WHAT YOU ARE ASKED TO DO
Reproduce every line of the following material without any changes.

Extracted material
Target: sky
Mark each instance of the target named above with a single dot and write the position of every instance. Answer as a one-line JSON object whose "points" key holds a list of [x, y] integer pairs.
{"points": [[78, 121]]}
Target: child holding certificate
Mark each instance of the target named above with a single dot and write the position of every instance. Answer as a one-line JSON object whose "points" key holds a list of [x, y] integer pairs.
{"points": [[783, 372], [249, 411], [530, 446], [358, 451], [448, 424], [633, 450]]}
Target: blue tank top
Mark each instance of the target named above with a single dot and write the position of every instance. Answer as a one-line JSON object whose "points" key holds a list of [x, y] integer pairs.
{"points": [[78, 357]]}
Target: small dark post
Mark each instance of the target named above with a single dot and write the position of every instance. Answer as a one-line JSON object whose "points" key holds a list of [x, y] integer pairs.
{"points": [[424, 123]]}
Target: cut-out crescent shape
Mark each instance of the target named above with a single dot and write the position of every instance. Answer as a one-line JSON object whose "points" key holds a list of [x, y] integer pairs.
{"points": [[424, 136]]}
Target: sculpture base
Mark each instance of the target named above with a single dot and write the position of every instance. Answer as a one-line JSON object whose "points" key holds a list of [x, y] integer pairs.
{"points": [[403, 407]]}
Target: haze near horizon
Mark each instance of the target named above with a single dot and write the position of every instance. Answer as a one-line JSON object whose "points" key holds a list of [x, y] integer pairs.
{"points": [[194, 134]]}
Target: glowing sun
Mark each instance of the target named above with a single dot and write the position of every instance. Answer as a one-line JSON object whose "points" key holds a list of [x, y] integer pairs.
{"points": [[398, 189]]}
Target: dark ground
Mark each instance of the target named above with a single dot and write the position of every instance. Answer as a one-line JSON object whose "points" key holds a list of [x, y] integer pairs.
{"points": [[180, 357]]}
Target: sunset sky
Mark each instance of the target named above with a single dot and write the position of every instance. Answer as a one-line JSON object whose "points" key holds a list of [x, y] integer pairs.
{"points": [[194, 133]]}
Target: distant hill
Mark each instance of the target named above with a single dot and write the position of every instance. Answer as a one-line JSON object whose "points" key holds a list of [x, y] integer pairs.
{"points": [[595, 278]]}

EXERCISE OUTPUT
Target: sky
Mark each instance of the target named above with a single dot and write the position of every instance. Answer as a one-line JSON object whose "points" key holds a list of [x, y] integer pairs.
{"points": [[78, 121]]}
Target: child holding certificate
Mark each instance of the target named above with a single dot and write the position of every instance. Answer as a one-line JSON object whose "points" key holds a list of [x, y] integer pairs.
{"points": [[783, 372], [249, 411], [530, 446], [358, 451], [448, 424], [633, 450]]}
Target: blue tank top
Mark each instance of the target named above with a single dot and write the position of every instance. Answer as a one-line JSON object whose "points" key holds a list of [x, y] integer pairs.
{"points": [[78, 357]]}
Target: small dark post
Mark each instance of the target named above with a single dot and write the position of every instance. Answer as a one-line JSON object whose "points" key holds a list of [x, y] integer pairs.
{"points": [[424, 123]]}
Target: cut-out crescent shape
Mark each instance of the target named above with a single dot and write the position of every instance. Answer as a one-line JSON object whose "points" key holds a list of [x, y] integer pairs.
{"points": [[424, 136]]}
Target: sculpture base
Mark each instance of the target named above with a single dot and write the position of every instance. Answer as a one-line JSON object whose "points" key holds a list of [x, y] integer pairs.
{"points": [[403, 407]]}
Target: haze near horizon
Mark each instance of the target named above with a single dot and write the position of every instance. Answer as a one-line JSON object whose "points" key holds a list of [x, y] integer pairs.
{"points": [[194, 134]]}
Target: glowing sun
Mark each instance of the target named above with a single dot and write the position of every instance. Answer as a one-line JSON object whose "points" key holds a list of [x, y] integer pairs.
{"points": [[398, 189]]}
Target: dark ground
Mark each instance of the target named above with a single dot and write the position of every instance. Answer as a one-line JSON object whose "points" key holds a list of [x, y] integer pairs.
{"points": [[180, 357]]}
Target: sunset sky
Mark each instance of the target named above with a single dot and write the position of every instance. Answer as a one-line JSON object whose "points" key holds a list of [x, y] integer pairs.
{"points": [[194, 133]]}
Target: distant hill
Mark each instance of the target named above with a single dot and write the position of every instance. Answer as a one-line JSON object whose "points" key holds a list of [x, y] integer pairs.
{"points": [[595, 278]]}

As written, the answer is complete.